**Extract:**

No matter the time of year or city that you’re in, high school parties occur. Even in Libertyville, the reputation of the high school party culture has developed, reaching to different houses and basements within the community. While not all students at LHS party, there is still a significant portion of those who do, which can alter the reputation of what it means to party, and illustrates the vast change in the modern high school social life.


Sex, Drugs and Alcohol

As Daniel, a junior, explained, there’s a casual atmosphere when walking into a party. Most people are there to socialize and meet other people from around the area. When he enters a party, which is ordinarily in the basement of a loud and crowded house, Daniel joins his friends as they smoke weed and drink.

“You just walk [into a party] and there’s a bunch of people talking, having fun, [messing] around. There’s always some music blasting,” Daniel explained. “It’s basically just people talking and just drinking alcohol.”

Daniel and others interviewed noted how high school parties are often stereotypical. According to Zoey, a senior, the parties that occur in her basement look quite similar to the parties portrayed in the media; despite the large crowds that attend, she enjoys hosting parties to meet classmates and hang out.

**Requests:**
A. In the article on high school parties, where does Daniel say the parties he goes to are usually held?
B. Pick up the article on high school parties right after its last sentence and keep writing it.

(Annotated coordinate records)
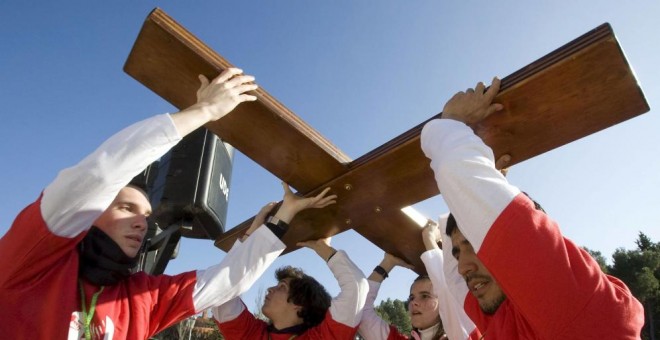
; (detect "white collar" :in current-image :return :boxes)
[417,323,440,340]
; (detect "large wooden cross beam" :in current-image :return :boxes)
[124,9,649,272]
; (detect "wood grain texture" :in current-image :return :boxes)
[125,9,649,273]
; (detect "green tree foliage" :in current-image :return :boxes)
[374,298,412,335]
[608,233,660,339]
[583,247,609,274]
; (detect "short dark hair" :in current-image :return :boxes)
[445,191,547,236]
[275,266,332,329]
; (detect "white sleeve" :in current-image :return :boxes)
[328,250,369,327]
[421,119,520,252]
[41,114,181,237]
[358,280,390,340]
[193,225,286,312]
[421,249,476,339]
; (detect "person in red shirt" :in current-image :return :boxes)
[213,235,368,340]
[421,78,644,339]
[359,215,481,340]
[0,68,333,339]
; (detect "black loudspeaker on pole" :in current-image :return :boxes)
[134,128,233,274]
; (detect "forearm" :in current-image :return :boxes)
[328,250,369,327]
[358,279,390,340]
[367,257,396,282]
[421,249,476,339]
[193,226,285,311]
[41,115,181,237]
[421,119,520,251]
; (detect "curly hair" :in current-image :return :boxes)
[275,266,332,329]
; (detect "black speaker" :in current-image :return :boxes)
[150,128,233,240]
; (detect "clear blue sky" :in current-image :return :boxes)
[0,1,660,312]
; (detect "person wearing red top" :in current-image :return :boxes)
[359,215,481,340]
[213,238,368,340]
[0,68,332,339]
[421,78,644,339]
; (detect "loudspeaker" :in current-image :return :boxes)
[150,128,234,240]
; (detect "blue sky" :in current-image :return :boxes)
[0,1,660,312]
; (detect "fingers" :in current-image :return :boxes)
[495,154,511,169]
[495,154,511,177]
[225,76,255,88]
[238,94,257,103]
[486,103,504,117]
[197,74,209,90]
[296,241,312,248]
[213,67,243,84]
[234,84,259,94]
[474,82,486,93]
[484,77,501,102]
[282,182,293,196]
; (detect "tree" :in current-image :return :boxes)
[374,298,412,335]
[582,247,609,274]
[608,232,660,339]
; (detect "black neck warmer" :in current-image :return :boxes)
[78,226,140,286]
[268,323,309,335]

* * *

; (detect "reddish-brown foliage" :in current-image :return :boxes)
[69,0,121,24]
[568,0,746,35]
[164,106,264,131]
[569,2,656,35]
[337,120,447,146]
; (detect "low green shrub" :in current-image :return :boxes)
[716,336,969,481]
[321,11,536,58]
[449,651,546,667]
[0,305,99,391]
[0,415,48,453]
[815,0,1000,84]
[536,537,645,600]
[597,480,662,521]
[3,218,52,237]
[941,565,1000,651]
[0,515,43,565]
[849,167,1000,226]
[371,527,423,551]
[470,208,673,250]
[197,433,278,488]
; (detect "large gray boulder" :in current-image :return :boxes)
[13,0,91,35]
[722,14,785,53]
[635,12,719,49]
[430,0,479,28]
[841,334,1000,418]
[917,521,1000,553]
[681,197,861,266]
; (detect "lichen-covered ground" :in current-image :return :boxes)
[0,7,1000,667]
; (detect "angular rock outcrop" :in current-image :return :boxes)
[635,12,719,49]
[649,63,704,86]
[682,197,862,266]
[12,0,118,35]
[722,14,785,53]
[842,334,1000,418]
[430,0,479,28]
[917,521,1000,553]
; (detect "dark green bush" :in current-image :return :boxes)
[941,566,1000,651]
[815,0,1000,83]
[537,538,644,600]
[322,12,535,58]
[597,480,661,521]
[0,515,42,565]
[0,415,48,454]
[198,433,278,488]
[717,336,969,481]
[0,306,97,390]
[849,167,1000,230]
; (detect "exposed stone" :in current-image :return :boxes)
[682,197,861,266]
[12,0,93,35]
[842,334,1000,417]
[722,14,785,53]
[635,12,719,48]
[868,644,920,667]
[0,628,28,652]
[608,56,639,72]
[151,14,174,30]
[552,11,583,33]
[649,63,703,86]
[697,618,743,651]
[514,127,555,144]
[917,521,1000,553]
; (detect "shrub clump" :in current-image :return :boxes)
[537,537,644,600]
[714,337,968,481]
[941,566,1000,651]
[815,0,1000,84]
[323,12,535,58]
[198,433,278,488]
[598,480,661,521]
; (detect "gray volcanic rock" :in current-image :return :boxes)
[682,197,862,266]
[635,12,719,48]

**Exercise responses:**
A. In the basement of a loud and crowded house.

B.
“I host parties because I like to have fun and I have a big enough space that I can have a bunch of people over… I love [partying]. I like to hang out with a bunch of my friends. I get to have a bunch of different people come together, and just chill together,” Zoey said.

Alcohol, marijuana and nicotine (often smoked through juuls or vape pens) are extremely common substances to see at a party, according to those interviewed. However, Brian, a senior, noted that the substance usage ranges at parties, as do the people themselves.

“There’s alcohol, there’s drugs, like weed, LSD, coke or something. It’s usually just weed and alcohol, and some [nicotine]. [The people] can range from 80 to 100 people, to a smaller group, just like seven people, like a small group of friends,” Brian described.

Some of the students interviewed noted that the age range of students that party is quite large, and not limited to upperclassmen. Zoey explained that while she has never seen a freshman at a party, she has seen students from the sophomore class but said those individuals don’t alter the atmosphere of the party.

Students interviewed explained how the illegal substances, such as alcohol and drugs, are actually brought to the parties: it’s rare that the hosts supply the parties themselves.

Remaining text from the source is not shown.